Challenge ▸
Every line in the listing is to be echoed verbatim.

## start

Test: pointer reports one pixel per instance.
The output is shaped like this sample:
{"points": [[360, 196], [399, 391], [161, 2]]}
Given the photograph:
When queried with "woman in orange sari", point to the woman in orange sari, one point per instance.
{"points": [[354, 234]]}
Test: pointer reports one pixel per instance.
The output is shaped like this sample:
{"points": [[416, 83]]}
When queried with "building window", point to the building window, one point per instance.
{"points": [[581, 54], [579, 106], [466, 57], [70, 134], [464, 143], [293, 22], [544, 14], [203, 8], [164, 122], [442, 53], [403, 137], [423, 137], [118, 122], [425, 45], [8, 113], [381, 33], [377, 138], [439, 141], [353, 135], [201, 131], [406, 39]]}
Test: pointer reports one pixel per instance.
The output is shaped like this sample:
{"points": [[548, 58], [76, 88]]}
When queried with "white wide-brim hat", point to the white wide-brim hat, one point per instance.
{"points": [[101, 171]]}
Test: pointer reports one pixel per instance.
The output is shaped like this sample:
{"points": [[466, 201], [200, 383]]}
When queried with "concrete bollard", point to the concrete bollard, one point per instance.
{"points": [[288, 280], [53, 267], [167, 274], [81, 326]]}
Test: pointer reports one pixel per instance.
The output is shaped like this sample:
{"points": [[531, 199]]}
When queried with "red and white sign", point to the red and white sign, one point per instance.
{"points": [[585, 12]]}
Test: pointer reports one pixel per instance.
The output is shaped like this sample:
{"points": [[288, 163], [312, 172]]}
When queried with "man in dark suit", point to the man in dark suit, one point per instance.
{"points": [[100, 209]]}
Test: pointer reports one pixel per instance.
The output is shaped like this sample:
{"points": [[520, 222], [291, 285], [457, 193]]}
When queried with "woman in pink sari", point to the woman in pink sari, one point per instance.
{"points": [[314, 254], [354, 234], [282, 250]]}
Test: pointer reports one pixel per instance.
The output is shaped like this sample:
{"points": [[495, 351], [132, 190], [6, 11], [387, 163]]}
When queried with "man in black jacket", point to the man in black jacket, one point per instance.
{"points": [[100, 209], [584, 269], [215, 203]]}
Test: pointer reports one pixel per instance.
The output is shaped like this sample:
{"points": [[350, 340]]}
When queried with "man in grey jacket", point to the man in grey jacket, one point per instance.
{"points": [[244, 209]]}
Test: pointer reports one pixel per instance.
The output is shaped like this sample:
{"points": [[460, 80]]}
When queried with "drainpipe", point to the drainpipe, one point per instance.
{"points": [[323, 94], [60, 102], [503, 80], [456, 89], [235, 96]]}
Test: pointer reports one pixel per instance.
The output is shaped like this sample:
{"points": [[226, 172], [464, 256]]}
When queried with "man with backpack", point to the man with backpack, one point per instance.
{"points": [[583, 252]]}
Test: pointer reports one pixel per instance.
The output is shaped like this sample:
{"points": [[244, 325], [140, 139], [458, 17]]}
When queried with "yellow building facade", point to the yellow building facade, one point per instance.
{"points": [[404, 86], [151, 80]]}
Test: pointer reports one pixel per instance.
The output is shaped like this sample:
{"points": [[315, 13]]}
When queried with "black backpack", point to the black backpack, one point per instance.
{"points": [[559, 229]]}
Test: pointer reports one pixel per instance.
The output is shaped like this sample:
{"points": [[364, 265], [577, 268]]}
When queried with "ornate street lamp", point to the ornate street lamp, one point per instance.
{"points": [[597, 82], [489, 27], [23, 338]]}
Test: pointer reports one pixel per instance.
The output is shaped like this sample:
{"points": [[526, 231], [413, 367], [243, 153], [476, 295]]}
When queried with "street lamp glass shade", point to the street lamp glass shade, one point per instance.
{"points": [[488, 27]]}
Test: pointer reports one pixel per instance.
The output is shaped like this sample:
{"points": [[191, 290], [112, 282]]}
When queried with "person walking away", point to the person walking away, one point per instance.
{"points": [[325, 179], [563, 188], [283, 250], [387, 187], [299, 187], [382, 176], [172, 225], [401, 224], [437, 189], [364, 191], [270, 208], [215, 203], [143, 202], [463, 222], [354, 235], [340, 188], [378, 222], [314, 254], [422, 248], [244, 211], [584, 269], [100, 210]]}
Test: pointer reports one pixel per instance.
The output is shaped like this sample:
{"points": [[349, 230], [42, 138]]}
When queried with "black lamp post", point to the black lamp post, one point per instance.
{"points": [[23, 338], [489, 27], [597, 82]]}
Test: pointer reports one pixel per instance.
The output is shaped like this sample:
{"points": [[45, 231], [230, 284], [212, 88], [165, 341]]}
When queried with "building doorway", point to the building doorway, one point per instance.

## end

Worked answer ▸
Test: pointer reports one pixel per instance.
The output is shaped like this sample:
{"points": [[360, 196], [399, 391], [161, 2]]}
Given the photograph:
When queried with "woman in orange sari", point to the woman in orange sari, one point per instance.
{"points": [[354, 234]]}
Test: pointer reports one pixel per instance.
The output is shaped like this sample:
{"points": [[416, 83]]}
When queried with "building window", point to the building window, one point per instance.
{"points": [[581, 54], [579, 106], [466, 57], [70, 134], [464, 143], [293, 22], [544, 14], [203, 8], [164, 122], [442, 53], [403, 137], [423, 137], [118, 122], [425, 45], [8, 113], [381, 33], [377, 138], [439, 141], [353, 135], [201, 131], [406, 39]]}
Test: pointer reports one pixel per instance.
The output is shaped like this sample:
{"points": [[548, 58], [76, 88]]}
When queried with "white wide-brim hat", point to the white wide-brim hat, one point per instance.
{"points": [[101, 171]]}
Test: pointer reports one pixel per instance.
The output is shaped like this sample:
{"points": [[466, 201], [200, 383]]}
When queried with "concrete bollard", point to the concrete bollard, one point per instance.
{"points": [[288, 280], [53, 267], [167, 274], [81, 326]]}
Test: pointer reports one pixel per instance.
The output is shaped like this sample:
{"points": [[531, 199]]}
When queried with "red and white sign", point to the red and white sign, one point per instance.
{"points": [[585, 12]]}
Test: pointer reports one pixel per instance.
The output is shaped like this sample:
{"points": [[288, 163], [312, 172]]}
When queried with "man in dark suit", point to the man in dark suit, one point per instance.
{"points": [[100, 209]]}
Test: pointer reports one pixel per instance.
The output is shaped like this sample:
{"points": [[520, 222], [291, 285], [457, 193]]}
When queried with "woman in pink sari", point to the woman in pink sari, one point per instance.
{"points": [[314, 254], [354, 234], [282, 250]]}
Test: pointer reports one pixel per instance.
The output is shaped like this sample:
{"points": [[495, 351], [132, 190], [6, 11], [387, 163]]}
When queried with "man in black jacket", point to the man in black jacket, one point per instance.
{"points": [[100, 209], [584, 269], [215, 203]]}
Test: pointer reports one pixel per instance.
The output is shaped like this sample:
{"points": [[350, 340]]}
When queried with "man in grey jacket", point to the man in grey jacket, one point per instance.
{"points": [[244, 209]]}
Test: pointer reports one pixel per instance.
The output is shaped like this sample:
{"points": [[460, 80]]}
When queried with "drainpipe", point to the drainpipe, one point per instance.
{"points": [[323, 94], [60, 102], [503, 80], [456, 89], [235, 96]]}
Test: pointer reports one pixel per instance.
The output is shaped like this sample:
{"points": [[226, 172], [464, 256]]}
When queried with "man with backpack", point to the man with backpack, one point per instance.
{"points": [[583, 252]]}
Test: pointer reports one pixel per instance.
The output is shaped like this sample:
{"points": [[244, 325], [140, 139], [458, 17]]}
When queried with "yellow building facade", point to the yellow building facade, one point per instance.
{"points": [[404, 86], [151, 80]]}
Test: pointer reports one pixel per instance.
The output is shaped like this sample:
{"points": [[315, 13]]}
When queried with "black backpack", point to the black backpack, one point per instance.
{"points": [[559, 229]]}
Test: pointer reports one pixel per instance.
The output is shaped like this sample:
{"points": [[364, 265], [577, 268]]}
When queried with "ornate street lamp", point to the ornate street lamp, one point per instance.
{"points": [[597, 82], [489, 27], [23, 338]]}
Test: pointer reports one pixel per instance.
The output is shaped like this sample:
{"points": [[526, 231], [413, 367], [243, 153], [476, 295]]}
When queried with "street lamp glass shade", point to the street lamp glass shade, one point per instance.
{"points": [[488, 27]]}
Test: pointer reports one pixel per instance.
The output is shaped like this sample:
{"points": [[191, 290], [112, 282]]}
When queried with "person walking away", point to the person walking away, one point per instance.
{"points": [[325, 179], [563, 188], [283, 250], [387, 187], [299, 187], [382, 176], [172, 225], [401, 224], [437, 189], [364, 191], [270, 208], [215, 203], [143, 202], [463, 222], [354, 235], [340, 188], [378, 222], [314, 254], [422, 248], [244, 211], [584, 269], [100, 210]]}
Test: pointer reports one pixel per instance.
The output is shaped like this sample:
{"points": [[349, 230], [42, 138]]}
When queried with "black lamp post", point to the black lamp post, one point per instance.
{"points": [[23, 338], [489, 27], [597, 82]]}
Test: pointer reports one pixel per instance.
The output is shaped like this sample:
{"points": [[45, 231], [230, 284], [212, 88], [165, 341]]}
When queried with "building doorway", point to the building doorway, one point per instance.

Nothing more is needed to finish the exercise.